BEGIN Data shown

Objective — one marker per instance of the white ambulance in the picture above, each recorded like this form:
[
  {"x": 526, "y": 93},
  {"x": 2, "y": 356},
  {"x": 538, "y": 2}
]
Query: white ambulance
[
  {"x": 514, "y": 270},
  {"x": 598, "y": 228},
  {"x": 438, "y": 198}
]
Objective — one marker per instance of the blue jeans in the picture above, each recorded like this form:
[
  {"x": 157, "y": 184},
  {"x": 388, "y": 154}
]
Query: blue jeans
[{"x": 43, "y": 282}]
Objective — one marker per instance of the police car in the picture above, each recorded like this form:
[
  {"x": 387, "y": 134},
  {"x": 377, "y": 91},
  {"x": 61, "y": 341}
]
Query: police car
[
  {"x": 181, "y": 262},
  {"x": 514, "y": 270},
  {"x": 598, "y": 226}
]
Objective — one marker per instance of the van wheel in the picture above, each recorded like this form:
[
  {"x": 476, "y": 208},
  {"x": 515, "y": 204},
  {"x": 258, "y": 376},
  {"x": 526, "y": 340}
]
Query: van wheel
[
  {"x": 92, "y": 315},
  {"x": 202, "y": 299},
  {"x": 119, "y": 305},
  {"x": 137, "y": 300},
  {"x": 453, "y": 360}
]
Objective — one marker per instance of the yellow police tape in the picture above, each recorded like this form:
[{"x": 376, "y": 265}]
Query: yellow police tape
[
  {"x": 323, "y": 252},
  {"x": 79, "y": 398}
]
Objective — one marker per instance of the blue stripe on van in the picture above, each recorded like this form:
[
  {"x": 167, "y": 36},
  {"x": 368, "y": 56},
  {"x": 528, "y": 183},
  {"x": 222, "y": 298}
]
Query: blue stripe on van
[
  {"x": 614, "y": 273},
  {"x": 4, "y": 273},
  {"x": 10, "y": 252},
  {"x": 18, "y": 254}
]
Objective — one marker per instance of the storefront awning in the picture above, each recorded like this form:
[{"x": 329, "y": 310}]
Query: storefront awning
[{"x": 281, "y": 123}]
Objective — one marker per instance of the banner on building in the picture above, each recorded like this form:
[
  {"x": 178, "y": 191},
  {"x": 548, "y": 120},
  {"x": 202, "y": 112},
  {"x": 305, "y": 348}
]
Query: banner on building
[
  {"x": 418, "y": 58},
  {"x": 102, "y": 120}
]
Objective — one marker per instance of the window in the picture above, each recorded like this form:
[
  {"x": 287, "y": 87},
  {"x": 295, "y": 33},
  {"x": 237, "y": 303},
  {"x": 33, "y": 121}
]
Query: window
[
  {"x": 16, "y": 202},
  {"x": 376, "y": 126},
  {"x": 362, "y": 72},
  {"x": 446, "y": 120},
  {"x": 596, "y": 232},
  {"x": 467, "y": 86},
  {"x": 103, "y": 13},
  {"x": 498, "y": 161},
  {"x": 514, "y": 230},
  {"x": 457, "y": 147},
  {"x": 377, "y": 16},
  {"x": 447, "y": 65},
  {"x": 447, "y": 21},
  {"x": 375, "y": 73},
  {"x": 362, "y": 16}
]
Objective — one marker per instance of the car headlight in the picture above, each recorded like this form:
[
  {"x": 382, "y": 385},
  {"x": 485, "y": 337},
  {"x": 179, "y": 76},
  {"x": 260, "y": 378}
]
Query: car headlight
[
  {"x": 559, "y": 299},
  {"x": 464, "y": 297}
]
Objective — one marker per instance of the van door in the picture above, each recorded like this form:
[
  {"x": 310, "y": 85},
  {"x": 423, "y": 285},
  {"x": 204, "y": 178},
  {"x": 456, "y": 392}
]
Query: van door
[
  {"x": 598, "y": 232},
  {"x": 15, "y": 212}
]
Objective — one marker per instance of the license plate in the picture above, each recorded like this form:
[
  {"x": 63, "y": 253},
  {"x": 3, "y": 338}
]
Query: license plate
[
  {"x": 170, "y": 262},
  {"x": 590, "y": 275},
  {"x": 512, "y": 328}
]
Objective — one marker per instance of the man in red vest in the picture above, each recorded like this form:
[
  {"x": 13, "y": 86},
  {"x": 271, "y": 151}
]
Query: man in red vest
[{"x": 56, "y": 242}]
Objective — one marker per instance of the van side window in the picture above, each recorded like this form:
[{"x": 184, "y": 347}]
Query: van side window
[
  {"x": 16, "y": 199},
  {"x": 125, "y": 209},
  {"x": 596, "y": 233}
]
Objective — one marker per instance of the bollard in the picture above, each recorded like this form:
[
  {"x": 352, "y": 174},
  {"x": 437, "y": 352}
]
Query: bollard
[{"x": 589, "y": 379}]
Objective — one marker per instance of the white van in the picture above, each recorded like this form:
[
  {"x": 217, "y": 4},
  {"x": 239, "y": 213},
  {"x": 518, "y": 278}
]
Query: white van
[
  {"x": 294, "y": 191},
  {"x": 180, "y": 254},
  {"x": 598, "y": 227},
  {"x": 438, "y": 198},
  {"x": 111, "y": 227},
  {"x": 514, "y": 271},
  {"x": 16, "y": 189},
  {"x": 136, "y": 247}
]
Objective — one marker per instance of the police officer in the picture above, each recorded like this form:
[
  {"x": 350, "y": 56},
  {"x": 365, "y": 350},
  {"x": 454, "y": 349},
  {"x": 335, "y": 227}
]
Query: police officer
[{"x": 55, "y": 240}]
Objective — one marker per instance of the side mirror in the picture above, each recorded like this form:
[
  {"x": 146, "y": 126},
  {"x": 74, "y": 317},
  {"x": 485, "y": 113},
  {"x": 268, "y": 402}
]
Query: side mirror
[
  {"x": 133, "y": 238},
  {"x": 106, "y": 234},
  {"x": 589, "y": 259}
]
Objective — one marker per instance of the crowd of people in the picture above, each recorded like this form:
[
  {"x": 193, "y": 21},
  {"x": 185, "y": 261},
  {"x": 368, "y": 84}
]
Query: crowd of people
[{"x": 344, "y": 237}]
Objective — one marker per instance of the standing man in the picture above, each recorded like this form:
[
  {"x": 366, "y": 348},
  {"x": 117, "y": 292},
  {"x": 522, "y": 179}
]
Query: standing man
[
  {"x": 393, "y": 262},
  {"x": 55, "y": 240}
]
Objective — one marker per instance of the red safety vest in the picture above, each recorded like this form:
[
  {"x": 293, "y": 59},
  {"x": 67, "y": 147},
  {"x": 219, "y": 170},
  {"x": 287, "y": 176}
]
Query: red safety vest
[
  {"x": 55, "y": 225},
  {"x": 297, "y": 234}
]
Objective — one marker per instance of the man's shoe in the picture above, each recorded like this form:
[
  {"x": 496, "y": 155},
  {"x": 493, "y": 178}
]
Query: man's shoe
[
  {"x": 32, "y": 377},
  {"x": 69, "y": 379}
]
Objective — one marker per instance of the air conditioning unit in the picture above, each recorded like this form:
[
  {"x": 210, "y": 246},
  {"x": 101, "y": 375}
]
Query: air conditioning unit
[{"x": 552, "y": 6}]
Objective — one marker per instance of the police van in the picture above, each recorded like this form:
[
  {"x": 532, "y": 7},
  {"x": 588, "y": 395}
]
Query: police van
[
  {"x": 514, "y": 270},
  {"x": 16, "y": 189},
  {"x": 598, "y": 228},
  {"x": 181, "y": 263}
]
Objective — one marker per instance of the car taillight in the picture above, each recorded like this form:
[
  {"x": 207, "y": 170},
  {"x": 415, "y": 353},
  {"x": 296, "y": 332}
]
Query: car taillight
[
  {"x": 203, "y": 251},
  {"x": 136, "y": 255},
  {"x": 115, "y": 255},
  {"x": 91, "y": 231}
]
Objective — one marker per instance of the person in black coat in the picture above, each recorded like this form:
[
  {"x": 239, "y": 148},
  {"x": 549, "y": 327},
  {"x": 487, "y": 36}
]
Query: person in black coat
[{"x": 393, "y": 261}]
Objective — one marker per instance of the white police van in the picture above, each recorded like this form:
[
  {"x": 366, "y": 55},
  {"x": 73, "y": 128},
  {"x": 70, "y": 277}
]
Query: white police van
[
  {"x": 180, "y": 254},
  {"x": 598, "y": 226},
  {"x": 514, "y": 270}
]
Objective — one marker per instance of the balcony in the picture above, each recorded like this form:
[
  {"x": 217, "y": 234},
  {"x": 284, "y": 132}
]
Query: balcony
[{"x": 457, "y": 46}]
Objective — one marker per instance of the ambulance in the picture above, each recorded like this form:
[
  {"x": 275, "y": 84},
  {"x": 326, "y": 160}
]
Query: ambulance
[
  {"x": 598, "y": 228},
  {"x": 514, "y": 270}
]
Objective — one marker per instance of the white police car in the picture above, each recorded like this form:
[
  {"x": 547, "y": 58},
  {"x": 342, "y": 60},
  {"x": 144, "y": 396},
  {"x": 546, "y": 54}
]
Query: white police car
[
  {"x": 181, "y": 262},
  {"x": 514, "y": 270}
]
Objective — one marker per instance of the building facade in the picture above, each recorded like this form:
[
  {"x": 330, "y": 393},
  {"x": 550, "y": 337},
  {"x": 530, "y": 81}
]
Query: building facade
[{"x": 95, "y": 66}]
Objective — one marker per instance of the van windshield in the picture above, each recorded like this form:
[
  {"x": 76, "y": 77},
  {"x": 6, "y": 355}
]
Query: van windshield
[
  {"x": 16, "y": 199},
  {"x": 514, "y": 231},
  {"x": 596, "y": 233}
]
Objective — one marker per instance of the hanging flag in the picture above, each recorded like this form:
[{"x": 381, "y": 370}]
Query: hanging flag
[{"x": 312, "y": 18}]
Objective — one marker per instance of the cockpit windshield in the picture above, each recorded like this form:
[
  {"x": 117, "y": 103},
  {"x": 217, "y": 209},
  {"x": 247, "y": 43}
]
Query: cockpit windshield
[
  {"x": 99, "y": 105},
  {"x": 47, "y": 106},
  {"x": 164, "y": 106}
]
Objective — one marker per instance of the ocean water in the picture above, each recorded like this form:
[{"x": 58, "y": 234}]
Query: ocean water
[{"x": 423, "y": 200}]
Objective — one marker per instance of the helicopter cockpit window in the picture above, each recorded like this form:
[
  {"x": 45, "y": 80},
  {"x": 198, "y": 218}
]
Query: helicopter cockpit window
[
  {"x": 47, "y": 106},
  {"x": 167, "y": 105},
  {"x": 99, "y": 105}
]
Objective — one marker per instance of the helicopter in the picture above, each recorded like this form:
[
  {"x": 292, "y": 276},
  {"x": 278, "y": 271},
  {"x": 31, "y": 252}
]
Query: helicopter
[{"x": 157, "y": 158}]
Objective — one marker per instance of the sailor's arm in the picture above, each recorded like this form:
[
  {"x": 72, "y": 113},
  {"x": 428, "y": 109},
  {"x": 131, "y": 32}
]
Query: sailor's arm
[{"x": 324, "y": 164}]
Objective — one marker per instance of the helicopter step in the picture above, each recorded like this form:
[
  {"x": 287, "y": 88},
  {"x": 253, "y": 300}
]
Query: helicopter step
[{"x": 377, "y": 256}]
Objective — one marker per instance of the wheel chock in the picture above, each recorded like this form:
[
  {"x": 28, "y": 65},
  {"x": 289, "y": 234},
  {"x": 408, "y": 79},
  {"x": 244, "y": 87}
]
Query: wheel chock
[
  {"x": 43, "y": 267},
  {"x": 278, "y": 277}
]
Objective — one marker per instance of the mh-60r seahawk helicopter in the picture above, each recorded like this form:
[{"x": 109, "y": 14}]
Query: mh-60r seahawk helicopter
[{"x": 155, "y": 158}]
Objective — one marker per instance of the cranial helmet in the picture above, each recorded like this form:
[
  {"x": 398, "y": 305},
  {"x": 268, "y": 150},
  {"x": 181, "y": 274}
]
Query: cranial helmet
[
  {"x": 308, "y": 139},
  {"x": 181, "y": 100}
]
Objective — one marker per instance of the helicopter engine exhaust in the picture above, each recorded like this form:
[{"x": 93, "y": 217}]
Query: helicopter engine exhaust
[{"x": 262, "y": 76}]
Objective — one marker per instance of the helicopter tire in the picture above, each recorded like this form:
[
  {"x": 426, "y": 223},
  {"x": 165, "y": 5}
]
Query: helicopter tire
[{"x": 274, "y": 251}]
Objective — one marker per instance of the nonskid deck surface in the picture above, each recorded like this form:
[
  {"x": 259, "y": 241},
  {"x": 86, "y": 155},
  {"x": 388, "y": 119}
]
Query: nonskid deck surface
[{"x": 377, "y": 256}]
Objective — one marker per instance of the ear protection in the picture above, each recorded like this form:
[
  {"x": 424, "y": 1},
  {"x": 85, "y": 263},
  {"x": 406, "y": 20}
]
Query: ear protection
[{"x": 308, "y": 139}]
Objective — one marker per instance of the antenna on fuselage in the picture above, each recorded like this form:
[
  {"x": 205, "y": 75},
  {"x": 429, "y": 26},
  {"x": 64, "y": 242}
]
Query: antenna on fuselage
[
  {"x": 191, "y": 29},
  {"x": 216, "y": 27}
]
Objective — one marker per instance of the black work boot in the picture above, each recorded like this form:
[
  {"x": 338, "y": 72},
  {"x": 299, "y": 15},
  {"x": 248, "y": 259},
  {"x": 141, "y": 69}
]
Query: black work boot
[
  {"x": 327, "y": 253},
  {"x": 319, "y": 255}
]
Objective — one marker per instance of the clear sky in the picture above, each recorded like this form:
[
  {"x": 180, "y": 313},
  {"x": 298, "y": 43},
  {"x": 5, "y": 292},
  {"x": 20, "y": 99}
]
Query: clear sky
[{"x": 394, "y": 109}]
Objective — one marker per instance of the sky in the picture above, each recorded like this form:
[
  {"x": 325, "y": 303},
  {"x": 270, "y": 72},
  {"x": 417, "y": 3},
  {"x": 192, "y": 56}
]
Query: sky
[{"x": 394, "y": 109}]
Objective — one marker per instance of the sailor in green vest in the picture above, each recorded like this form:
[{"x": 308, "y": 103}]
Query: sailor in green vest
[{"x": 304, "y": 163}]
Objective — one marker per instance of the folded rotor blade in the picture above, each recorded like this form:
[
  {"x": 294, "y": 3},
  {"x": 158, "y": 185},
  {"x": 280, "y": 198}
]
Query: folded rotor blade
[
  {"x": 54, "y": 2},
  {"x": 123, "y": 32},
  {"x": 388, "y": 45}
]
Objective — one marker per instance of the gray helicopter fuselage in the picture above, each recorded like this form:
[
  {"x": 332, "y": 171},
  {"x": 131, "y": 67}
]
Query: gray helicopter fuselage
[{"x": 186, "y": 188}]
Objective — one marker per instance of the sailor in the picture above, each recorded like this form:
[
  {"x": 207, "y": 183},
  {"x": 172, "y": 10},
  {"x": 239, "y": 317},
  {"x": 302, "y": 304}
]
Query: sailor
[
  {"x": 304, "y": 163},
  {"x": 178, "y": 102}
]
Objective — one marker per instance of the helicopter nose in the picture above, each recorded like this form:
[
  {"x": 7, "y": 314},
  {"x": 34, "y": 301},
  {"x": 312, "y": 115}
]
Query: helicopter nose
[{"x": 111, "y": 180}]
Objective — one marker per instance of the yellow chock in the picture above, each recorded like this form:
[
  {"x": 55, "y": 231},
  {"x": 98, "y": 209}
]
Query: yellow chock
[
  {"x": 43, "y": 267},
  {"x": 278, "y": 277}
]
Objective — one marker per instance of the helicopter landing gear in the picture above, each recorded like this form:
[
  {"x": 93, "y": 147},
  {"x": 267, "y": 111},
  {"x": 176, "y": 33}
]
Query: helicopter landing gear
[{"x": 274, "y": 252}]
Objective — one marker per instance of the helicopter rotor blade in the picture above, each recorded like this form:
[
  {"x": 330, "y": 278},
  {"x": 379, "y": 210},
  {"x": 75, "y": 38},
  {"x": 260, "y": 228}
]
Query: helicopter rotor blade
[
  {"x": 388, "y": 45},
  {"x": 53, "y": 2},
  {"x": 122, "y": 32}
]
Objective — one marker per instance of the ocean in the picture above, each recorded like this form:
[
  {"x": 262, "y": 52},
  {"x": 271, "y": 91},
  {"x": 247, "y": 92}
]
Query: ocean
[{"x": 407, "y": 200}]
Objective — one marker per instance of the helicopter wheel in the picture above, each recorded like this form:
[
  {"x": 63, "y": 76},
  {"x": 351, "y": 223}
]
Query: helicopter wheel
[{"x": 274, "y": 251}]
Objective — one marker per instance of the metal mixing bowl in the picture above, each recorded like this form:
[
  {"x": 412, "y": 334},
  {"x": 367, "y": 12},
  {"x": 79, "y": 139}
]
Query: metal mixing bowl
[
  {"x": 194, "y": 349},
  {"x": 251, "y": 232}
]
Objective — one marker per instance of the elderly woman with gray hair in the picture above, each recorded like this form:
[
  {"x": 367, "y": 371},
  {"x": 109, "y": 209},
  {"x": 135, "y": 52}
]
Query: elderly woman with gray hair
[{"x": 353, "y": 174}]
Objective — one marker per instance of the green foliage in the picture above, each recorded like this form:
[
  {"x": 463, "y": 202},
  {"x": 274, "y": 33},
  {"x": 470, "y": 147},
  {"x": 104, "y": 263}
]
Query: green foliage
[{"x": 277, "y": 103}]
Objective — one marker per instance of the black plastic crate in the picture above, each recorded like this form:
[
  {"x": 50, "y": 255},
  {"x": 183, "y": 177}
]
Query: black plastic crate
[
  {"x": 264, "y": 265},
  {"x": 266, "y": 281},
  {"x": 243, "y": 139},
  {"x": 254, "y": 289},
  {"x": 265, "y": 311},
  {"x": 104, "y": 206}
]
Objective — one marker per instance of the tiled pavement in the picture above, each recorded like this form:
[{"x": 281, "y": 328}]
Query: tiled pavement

END Data shown

§ Aim of the exercise:
Beginning at the line that holds "Objective — one marker per instance of the helicopter rotor", reproduce each line of the records above down to and including the last one.

§ Exercise output:
Objective — one marker per instance of the helicopter rotor blade in the picture above, each recorded like this form:
[
  {"x": 330, "y": 278},
  {"x": 379, "y": 210},
  {"x": 75, "y": 38},
  {"x": 260, "y": 228}
]
Query: helicopter rotor blade
[
  {"x": 388, "y": 45},
  {"x": 53, "y": 2},
  {"x": 122, "y": 32}
]
Objective — one marker per instance of the ocean in the picture above, each recorded like this form:
[
  {"x": 262, "y": 52},
  {"x": 271, "y": 91},
  {"x": 247, "y": 92}
]
Query: ocean
[{"x": 407, "y": 200}]
Objective — one marker per instance of the helicopter wheel in the picture above, each recorded like this form:
[
  {"x": 63, "y": 76},
  {"x": 351, "y": 223}
]
Query: helicopter wheel
[{"x": 274, "y": 251}]
Objective — one marker per instance of the metal mixing bowl in the picture above, each recorded like this form:
[
  {"x": 412, "y": 334},
  {"x": 367, "y": 12},
  {"x": 79, "y": 139}
]
Query: metal mixing bowl
[
  {"x": 194, "y": 349},
  {"x": 251, "y": 232}
]
Objective — one marker per instance of the elderly woman with gray hair in the picture above, each recorded like this form:
[
  {"x": 367, "y": 371},
  {"x": 109, "y": 209},
  {"x": 135, "y": 52}
]
Query: elderly woman with gray hair
[{"x": 353, "y": 174}]
Objective — one marker per instance of the green foliage in the picture above, each recorded like this form:
[
  {"x": 463, "y": 202},
  {"x": 274, "y": 33},
  {"x": 470, "y": 147},
  {"x": 104, "y": 263}
]
Query: green foliage
[{"x": 277, "y": 103}]
Objective — one marker per instance of the black plastic crate in the picture above, each recorded like this form:
[
  {"x": 50, "y": 255},
  {"x": 183, "y": 177}
]
Query: black plastic crate
[
  {"x": 264, "y": 265},
  {"x": 266, "y": 281},
  {"x": 243, "y": 139},
  {"x": 254, "y": 289},
  {"x": 265, "y": 311},
  {"x": 104, "y": 206}
]
Objective — one marker per instance of the tiled pavement in the picture above, each recorded like this form:
[{"x": 281, "y": 328}]
Query: tiled pavement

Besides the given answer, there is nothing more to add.